Listed records.
§ §

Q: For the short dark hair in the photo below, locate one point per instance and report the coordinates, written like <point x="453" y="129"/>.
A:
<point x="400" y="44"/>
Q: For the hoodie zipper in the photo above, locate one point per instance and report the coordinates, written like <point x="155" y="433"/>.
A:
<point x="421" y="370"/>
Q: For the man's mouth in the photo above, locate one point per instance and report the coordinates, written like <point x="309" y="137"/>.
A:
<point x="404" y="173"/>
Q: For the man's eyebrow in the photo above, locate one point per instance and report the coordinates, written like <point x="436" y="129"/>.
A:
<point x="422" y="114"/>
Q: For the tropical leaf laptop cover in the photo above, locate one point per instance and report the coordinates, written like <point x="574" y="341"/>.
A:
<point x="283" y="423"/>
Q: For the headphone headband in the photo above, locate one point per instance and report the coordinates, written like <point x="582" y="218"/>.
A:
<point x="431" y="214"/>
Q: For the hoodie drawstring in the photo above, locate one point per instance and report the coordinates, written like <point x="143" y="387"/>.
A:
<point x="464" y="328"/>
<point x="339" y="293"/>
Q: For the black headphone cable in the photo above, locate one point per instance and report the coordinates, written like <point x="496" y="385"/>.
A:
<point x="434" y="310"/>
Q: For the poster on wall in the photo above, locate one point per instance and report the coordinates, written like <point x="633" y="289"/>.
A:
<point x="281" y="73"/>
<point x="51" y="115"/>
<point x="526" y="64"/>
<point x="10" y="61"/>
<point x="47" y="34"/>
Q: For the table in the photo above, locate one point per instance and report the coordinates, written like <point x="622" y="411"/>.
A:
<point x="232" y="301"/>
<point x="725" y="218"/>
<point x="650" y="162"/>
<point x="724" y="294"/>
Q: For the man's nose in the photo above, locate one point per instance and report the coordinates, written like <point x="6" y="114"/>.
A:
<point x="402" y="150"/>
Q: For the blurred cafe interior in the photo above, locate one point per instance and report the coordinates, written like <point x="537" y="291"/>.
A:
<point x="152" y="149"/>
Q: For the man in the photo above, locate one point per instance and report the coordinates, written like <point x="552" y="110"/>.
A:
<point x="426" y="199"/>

§ §

Work to complete.
In full and without alteration, retype the entries above.

Result for this exercise.
Q: For the short dark hair in the photo below, locate one point per instance and report the coordinates, written like <point x="453" y="129"/>.
A:
<point x="400" y="44"/>
Q: For the hoodie zipper in the photo above, locate one point per instance and report the coordinates, written like <point x="155" y="433"/>.
A:
<point x="421" y="370"/>
Q: For the man's mouth in the photo above, locate one point per instance and report the coordinates, written like <point x="309" y="137"/>.
A:
<point x="404" y="173"/>
Q: For the man's eyebrow in the photo above, locate one point per instance and report the coordinates, written like <point x="436" y="129"/>.
A:
<point x="422" y="114"/>
Q: For the tropical leaf laptop cover in the photo above, locate one point per instance and report the coordinates, written like <point x="574" y="341"/>.
A:
<point x="283" y="423"/>
Q: For the headphone headband in the photo above, locate one point per instance and report the coordinates, written like <point x="582" y="218"/>.
A:
<point x="431" y="214"/>
Q: For the hoodie drawstring in the photo above, locate one point per instance and report the coordinates, written like <point x="143" y="387"/>.
A:
<point x="464" y="328"/>
<point x="339" y="293"/>
Q: For the black headphone cable in the photo above, locate one point per instance and report the coordinates, written like <point x="496" y="385"/>.
A:
<point x="434" y="310"/>
Q: For the poster on wall in the photo above, locate one point per instance and report the coordinates, written like <point x="633" y="289"/>.
A:
<point x="281" y="73"/>
<point x="51" y="115"/>
<point x="526" y="64"/>
<point x="10" y="61"/>
<point x="47" y="34"/>
Q: For the table in the photo above, locate one point per instance and report the coordinates, written like <point x="622" y="411"/>.
A:
<point x="232" y="301"/>
<point x="725" y="218"/>
<point x="650" y="162"/>
<point x="724" y="294"/>
Q: For the man's nose in the photo above, locate one point per instance and report the coordinates, written like <point x="6" y="114"/>.
A:
<point x="402" y="150"/>
Q: For the blurred cafe interior in the photo above, locate one point per instance and report the coordinates, written like <point x="537" y="291"/>.
A:
<point x="152" y="149"/>
Q: For the man in the photo above, locate one point per instance and report the coordinates, written like <point x="552" y="110"/>.
A:
<point x="426" y="199"/>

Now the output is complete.